* _Exercise prompt_
Since only part of the material below is wanted, output exactly the lines from the one with "Locate every instance of the finial" up to and including the one with "Locate every instance of the decorative".

* _The data_
*-*-*

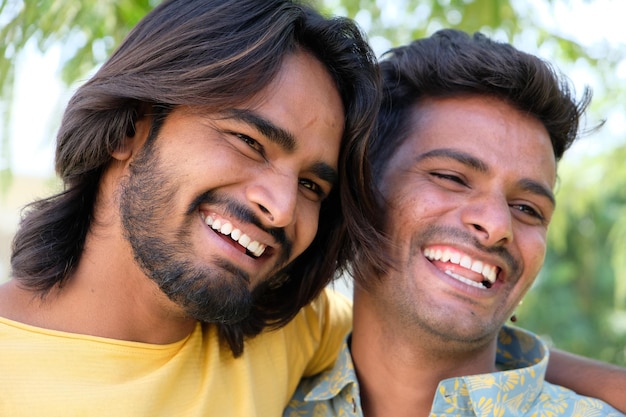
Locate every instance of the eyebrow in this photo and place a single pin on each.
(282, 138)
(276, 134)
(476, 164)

*-*-*

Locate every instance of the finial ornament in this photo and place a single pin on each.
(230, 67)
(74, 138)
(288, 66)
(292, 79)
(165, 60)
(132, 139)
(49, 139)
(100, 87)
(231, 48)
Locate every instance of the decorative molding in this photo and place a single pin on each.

*-*-*

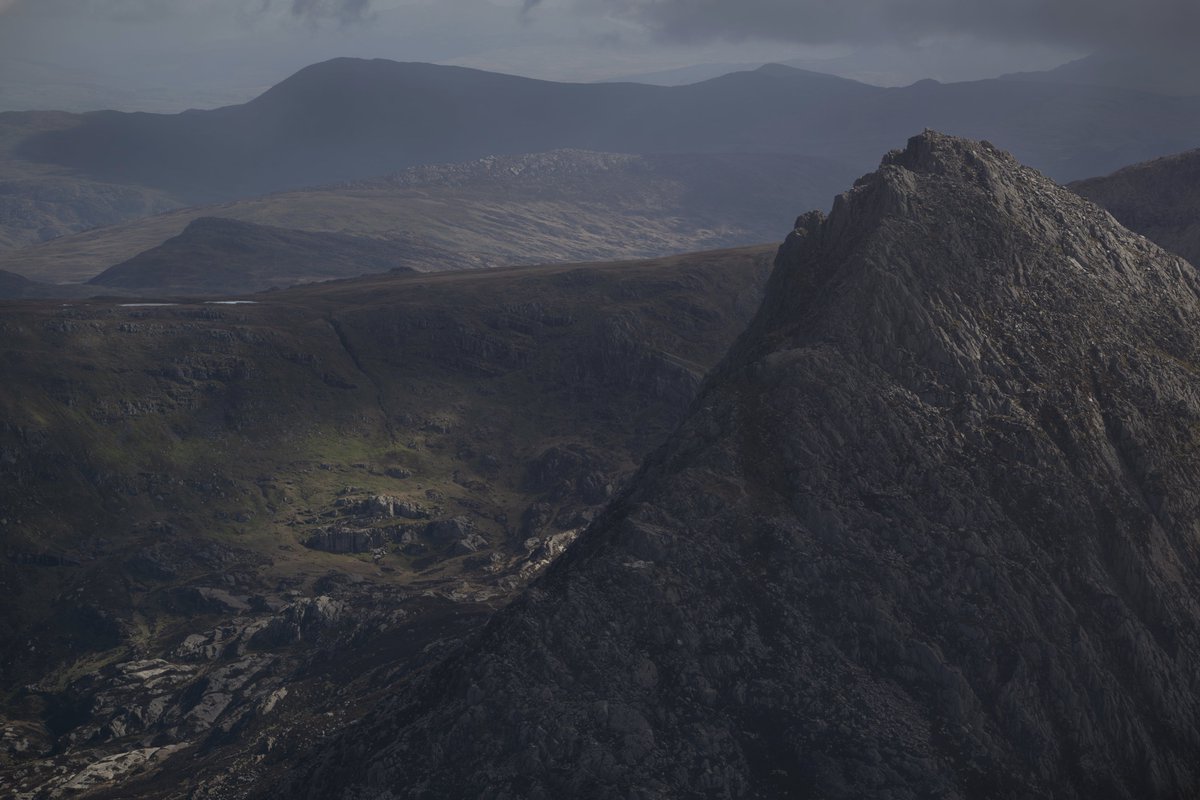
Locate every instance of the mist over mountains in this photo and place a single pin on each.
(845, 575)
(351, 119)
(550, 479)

*-*-*

* _Solution for this task_
Locate every instance of the finial ornament in this photo and place a single pin on each.
(230, 67)
(74, 138)
(288, 66)
(292, 79)
(165, 60)
(132, 139)
(49, 139)
(100, 87)
(231, 48)
Locate every instance of the decorative molding in this photo and place a single pin on each.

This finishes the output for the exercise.